• Request
Could you lay out every row below as a JSON list of strings, with one string for each line and any blank lines left out?

• Rows
--- --- ---
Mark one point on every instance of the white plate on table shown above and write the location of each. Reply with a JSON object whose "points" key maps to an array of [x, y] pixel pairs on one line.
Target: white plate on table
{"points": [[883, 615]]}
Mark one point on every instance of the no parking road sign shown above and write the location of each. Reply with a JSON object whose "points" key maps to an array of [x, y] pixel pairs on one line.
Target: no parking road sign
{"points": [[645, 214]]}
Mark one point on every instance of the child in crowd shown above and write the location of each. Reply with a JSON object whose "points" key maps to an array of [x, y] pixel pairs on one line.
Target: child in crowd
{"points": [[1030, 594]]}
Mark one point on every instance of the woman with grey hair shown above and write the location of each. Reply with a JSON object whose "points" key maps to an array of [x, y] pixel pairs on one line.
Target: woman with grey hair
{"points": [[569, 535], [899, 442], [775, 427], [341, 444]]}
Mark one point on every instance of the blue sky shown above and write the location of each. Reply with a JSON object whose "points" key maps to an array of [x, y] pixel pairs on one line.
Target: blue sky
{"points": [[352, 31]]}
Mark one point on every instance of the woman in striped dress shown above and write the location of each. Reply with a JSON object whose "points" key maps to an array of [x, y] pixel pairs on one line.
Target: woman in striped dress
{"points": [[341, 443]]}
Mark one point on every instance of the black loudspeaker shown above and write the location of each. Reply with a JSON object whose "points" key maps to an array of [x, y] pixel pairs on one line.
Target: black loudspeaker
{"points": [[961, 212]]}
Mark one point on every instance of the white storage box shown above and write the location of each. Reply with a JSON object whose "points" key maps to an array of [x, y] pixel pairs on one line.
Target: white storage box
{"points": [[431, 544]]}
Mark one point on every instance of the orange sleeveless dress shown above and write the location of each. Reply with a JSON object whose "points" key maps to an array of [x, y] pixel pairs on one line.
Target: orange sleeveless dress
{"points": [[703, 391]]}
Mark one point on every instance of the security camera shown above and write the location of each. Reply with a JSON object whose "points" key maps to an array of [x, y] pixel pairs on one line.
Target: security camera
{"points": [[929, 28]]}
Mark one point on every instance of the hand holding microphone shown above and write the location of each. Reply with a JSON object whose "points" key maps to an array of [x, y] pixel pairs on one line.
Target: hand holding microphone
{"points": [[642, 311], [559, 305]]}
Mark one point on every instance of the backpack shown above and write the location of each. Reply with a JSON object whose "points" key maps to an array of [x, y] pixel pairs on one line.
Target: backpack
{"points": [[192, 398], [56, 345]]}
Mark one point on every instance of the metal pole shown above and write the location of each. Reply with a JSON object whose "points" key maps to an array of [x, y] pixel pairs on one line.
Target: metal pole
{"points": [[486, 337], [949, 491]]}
--- --- ---
• Full answer
[
  "Mark one point on every instance of the white plate on table shown above and write the location of each. Reply with a JSON object whose \"points\" key maps to an array of [x, y] pixel pairs on one line.",
  "Target: white plate on table",
  "{\"points\": [[883, 615]]}",
  "Mark one point on every instance of the no parking road sign shown above and write the location of each. Reply with a JSON object whose \"points\" key maps to an array of [x, y] pixel pairs on one line.",
  "Target: no parking road sign",
  "{\"points\": [[645, 214]]}",
  "Mark one point on every instance of the child in crowd shown above and write the location of each. Reply with a JSON object whose \"points\" key maps to an array of [x, y] pixel pairs on one line.",
  "Target: child in crowd",
  "{\"points\": [[1030, 594]]}",
  "Mark one point on every instance of the woman with grey hair shown above and write the location of each. Reply with a JSON object whose \"points\" key maps to an array of [x, y] pixel pairs on one line.",
  "Target: woman with grey hair",
  "{\"points\": [[569, 535], [899, 442], [775, 427], [341, 444]]}",
  "Mark one point on every instance of the blue sky shown above and write the location of each. Reply with a JSON object whose \"points\" key maps to an array of [x, y] pixel pairs on one line.",
  "Target: blue sky",
  "{\"points\": [[352, 31]]}",
  "Mark one point on every instance of the woman in striped dress shown above and write the location of each. Reply with a JSON object whose \"points\" key maps to an array of [x, y] pixel pairs on one line.",
  "Target: woman in striped dress",
  "{\"points\": [[341, 443]]}",
  "Mark one point on every instance of the black loudspeaker shown above and write the location of each. Reply with a JSON object whose \"points\" key maps to an array of [x, y] pixel pairs on one line.",
  "Target: black loudspeaker",
  "{\"points\": [[961, 212]]}",
  "Mark one point on every instance of the white storage box shown above and write the location of each. Reply with a JSON object whose \"points\" key maps to an array of [x, y] pixel pairs on one line.",
  "Target: white storage box",
  "{\"points\": [[431, 544]]}",
  "Mark one point on every instance of the orange sleeveless dress shown above and write the location of each. Reply with a JSON object whose \"points\" key maps to an array of [x, y] pixel pairs on one line.",
  "Target: orange sleeveless dress",
  "{\"points\": [[703, 391]]}",
  "Mark one point on every instance of the security camera shown above and write the location of each. Reply with a JSON object whose \"points\" key maps to an array of [x, y] pixel pairs on one line.",
  "Target: security camera",
  "{\"points\": [[929, 28]]}",
  "Mark one point on every instance of the hand holding microphone shown above and write the location of each. Reply with a JSON object whose \"points\" key maps to an array of [x, y] pixel pairs on one line.",
  "Target: hand holding microphone",
  "{\"points\": [[642, 311], [559, 305]]}",
  "Mark one point on every instance of the backpack shown above and write the location of each. Reply with a JSON object whose \"points\" key maps to an array of [x, y] pixel pairs on one line.",
  "Target: backpack",
  "{\"points\": [[192, 398], [56, 345]]}",
  "Mark one point on every instance of the metal pole shown above and write the location of each. Reply with a JSON object whose \"points\" key maps to an array of [x, y] pixel pairs on one line.",
  "Target: metal pole",
  "{\"points\": [[486, 337], [949, 491]]}"
]